| TASK INSTRUCTIONS |
How would you translate this sentence from the polio eradication post into Spanish: "The remaining holdouts are Pakistan and Afghanistan."?

Thursday, July 23, 2015

Postmodernity and global polio eradication

Polio is getting closer to being eradicated. If it happens, it would join (along with smallpox among humans and rinderpest among cattle) that very rare class of pathogens that have been taken literally out of circulation by conscious human efforts.  That sounds good, but in the case of polio it also shows just how long it takes medical advances to deeply penetrate resource-limited and politically volatile settings: a safe and effective vaccine has already been around for half a century. In any case, due to the collective efforts by charitable organizations, civil society, government and religious leaders, Nigeria is getting nearer to being rid of polio, and tomorrow will mark a year since a case of polio has been diagnosed there. The remaining holdouts are Pakistan and Afghanistan. But potential threats to polio eradication may lie elsewhere, where you rationally would expect it less.

| RECORDED INFORMATION |
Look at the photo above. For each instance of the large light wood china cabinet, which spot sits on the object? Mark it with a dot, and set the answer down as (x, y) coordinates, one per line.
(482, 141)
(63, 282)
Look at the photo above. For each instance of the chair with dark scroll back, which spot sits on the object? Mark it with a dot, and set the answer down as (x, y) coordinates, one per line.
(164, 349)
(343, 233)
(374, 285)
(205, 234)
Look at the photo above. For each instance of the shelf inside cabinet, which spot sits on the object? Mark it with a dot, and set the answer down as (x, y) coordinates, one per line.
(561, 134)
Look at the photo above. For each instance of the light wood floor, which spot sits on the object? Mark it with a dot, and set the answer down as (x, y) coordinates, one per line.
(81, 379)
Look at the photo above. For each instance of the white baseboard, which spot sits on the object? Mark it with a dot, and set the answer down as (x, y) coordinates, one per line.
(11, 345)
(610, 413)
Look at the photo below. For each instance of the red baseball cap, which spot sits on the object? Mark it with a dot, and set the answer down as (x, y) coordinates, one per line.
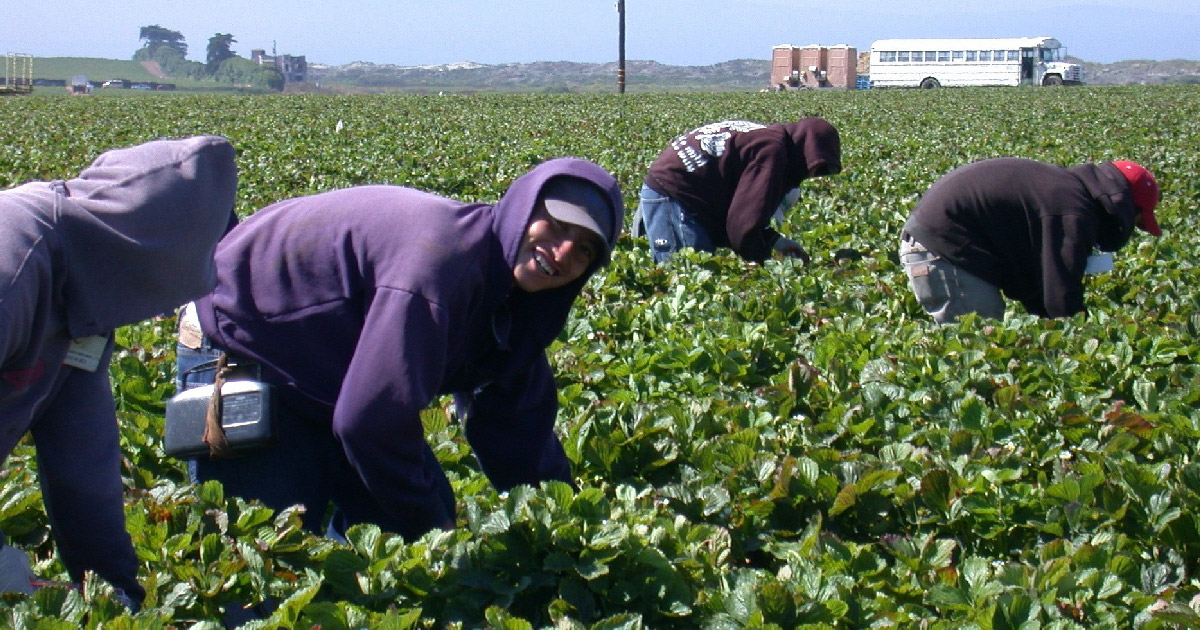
(1145, 193)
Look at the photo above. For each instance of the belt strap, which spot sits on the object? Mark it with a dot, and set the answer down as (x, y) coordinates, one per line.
(214, 433)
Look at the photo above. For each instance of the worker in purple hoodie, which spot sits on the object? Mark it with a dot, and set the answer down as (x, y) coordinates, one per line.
(131, 237)
(361, 306)
(721, 184)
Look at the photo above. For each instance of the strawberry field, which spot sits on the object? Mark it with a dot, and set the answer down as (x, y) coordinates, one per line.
(756, 445)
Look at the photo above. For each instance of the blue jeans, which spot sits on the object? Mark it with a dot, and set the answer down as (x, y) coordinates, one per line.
(945, 289)
(305, 466)
(669, 226)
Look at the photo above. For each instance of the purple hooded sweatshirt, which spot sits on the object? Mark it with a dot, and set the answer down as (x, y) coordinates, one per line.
(130, 238)
(732, 175)
(366, 304)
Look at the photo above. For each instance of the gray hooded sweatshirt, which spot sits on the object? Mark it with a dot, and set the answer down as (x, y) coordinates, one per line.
(130, 238)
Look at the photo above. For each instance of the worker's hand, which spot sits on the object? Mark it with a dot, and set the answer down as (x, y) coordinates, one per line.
(791, 249)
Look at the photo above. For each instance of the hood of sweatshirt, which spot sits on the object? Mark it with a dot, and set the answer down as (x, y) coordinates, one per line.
(1116, 211)
(136, 231)
(816, 148)
(537, 318)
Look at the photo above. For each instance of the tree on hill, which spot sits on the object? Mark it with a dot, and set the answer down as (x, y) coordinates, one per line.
(219, 51)
(156, 37)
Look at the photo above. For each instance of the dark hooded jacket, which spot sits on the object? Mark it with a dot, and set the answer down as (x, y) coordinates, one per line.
(1026, 227)
(130, 238)
(364, 305)
(732, 175)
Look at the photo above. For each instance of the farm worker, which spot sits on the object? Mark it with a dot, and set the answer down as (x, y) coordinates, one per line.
(1024, 229)
(361, 306)
(131, 237)
(720, 185)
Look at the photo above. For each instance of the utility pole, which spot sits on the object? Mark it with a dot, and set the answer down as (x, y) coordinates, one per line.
(621, 46)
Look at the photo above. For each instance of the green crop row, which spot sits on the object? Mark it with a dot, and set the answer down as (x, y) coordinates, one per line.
(756, 445)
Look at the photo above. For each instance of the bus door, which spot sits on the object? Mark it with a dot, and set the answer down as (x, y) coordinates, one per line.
(1027, 64)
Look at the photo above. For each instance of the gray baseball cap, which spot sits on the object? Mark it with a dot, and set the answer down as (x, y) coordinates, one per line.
(581, 203)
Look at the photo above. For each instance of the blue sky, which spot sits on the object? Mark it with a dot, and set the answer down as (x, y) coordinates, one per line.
(669, 31)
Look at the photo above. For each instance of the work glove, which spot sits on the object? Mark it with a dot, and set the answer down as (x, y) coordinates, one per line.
(16, 576)
(791, 249)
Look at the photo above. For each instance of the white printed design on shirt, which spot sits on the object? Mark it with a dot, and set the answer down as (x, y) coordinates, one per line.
(712, 139)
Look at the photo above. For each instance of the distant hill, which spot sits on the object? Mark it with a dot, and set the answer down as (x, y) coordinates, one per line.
(544, 76)
(741, 75)
(647, 76)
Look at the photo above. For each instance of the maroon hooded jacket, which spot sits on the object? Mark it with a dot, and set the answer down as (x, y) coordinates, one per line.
(732, 175)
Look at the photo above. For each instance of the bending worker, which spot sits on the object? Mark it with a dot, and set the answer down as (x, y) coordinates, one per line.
(363, 306)
(1024, 229)
(721, 184)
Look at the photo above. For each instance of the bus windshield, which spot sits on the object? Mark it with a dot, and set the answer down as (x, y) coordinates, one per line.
(1048, 54)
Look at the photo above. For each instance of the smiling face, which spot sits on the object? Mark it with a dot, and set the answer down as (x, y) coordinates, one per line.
(553, 252)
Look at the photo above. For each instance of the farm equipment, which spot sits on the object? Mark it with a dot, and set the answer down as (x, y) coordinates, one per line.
(18, 73)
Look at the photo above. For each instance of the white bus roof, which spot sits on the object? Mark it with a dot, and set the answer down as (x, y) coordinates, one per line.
(981, 43)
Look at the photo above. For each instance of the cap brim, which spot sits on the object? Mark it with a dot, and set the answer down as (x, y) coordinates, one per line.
(574, 214)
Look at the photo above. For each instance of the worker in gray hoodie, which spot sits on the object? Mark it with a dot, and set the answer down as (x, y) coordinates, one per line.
(131, 237)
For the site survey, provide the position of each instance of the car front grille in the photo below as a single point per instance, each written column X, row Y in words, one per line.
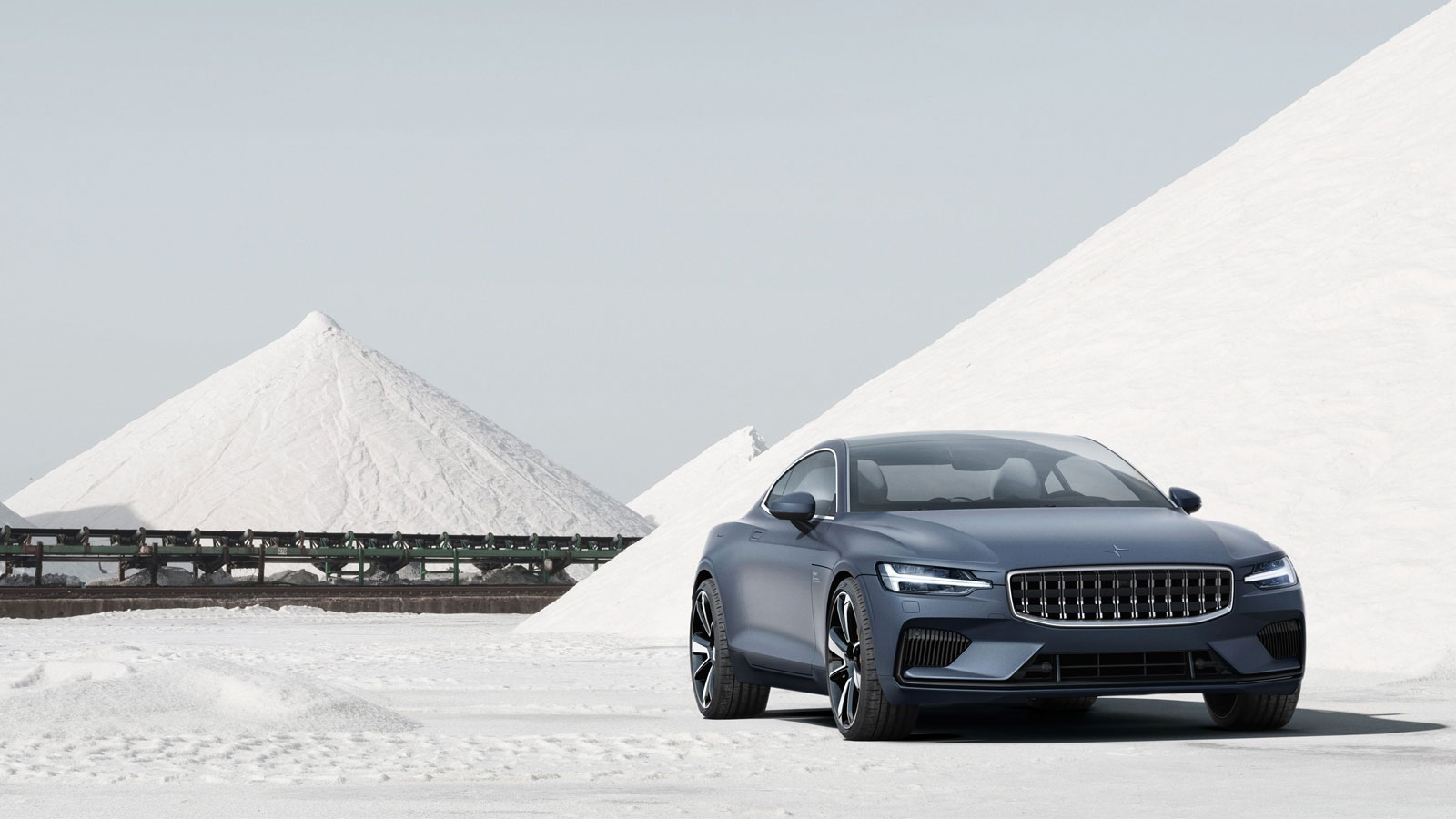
column 1285, row 640
column 1136, row 595
column 1130, row 666
column 929, row 647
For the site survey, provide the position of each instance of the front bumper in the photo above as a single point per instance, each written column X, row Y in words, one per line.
column 994, row 666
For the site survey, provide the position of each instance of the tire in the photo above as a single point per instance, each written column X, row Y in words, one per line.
column 859, row 705
column 1062, row 704
column 717, row 690
column 1251, row 712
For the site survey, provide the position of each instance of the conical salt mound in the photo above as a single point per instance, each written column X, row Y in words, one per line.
column 684, row 489
column 1276, row 329
column 11, row 519
column 318, row 431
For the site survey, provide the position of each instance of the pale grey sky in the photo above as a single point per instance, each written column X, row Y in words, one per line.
column 618, row 229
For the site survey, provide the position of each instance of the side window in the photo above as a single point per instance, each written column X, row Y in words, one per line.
column 814, row 475
column 779, row 487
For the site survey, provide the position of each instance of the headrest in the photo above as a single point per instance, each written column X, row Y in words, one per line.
column 1016, row 480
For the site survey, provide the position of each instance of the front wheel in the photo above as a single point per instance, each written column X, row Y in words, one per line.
column 859, row 704
column 1251, row 712
column 717, row 690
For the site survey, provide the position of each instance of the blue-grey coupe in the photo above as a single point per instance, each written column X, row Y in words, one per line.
column 941, row 569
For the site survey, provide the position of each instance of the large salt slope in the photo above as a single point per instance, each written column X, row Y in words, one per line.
column 1276, row 329
column 11, row 519
column 319, row 431
column 684, row 490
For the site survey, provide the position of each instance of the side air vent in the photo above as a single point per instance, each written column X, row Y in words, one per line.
column 929, row 647
column 1285, row 640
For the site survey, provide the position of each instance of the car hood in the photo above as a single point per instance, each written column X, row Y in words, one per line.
column 1004, row 540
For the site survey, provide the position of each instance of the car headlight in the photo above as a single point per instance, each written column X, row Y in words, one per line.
column 1273, row 574
column 929, row 579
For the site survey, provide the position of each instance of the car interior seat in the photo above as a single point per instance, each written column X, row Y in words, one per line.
column 1016, row 480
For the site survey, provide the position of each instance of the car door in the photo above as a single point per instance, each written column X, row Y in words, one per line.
column 778, row 571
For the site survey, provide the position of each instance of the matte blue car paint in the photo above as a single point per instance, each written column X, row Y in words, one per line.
column 775, row 579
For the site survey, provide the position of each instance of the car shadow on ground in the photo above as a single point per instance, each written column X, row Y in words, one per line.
column 1116, row 719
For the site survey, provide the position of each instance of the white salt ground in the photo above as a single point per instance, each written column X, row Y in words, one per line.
column 306, row 713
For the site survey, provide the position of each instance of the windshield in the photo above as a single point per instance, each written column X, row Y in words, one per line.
column 986, row 471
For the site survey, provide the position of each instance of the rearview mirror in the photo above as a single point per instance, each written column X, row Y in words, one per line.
column 1184, row 500
column 794, row 506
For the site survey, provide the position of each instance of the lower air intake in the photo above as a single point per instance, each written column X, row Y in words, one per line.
column 1285, row 640
column 929, row 647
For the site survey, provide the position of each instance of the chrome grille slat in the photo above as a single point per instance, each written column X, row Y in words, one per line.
column 1132, row 595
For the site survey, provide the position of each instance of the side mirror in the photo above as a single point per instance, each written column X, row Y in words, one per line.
column 1184, row 500
column 794, row 506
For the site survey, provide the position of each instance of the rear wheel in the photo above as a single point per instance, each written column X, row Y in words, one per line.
column 717, row 690
column 859, row 704
column 1251, row 712
column 1062, row 704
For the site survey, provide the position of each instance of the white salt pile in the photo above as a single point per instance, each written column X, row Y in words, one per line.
column 1276, row 329
column 684, row 489
column 318, row 431
column 11, row 518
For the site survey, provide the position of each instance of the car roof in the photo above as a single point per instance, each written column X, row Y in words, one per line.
column 954, row 435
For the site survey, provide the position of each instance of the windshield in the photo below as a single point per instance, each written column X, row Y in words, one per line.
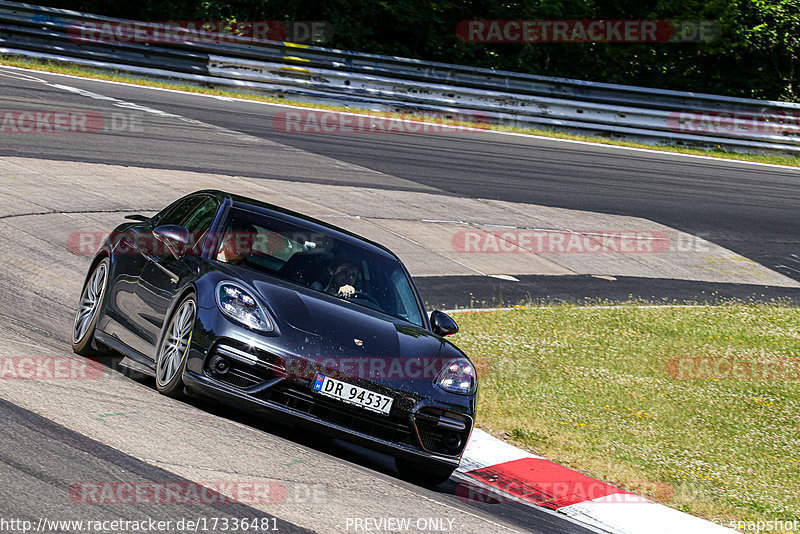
column 318, row 261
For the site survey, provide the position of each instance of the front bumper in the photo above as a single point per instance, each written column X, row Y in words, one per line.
column 425, row 424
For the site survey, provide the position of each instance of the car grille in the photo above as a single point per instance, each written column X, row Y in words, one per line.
column 394, row 428
column 442, row 431
column 261, row 367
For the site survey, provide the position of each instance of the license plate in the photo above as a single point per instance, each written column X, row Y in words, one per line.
column 369, row 400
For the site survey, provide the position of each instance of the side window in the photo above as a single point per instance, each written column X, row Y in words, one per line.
column 180, row 211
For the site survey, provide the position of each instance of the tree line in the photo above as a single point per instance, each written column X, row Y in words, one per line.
column 753, row 51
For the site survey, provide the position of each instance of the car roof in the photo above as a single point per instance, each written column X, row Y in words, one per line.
column 300, row 219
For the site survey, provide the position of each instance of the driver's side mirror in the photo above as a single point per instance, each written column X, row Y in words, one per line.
column 175, row 237
column 443, row 324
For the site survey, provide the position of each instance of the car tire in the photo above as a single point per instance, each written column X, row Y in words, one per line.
column 173, row 348
column 426, row 473
column 88, row 312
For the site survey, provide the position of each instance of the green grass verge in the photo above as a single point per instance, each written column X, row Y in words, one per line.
column 60, row 68
column 605, row 391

| ANSWER BOX |
Los últimos reductos son Pakistán y Afganistán.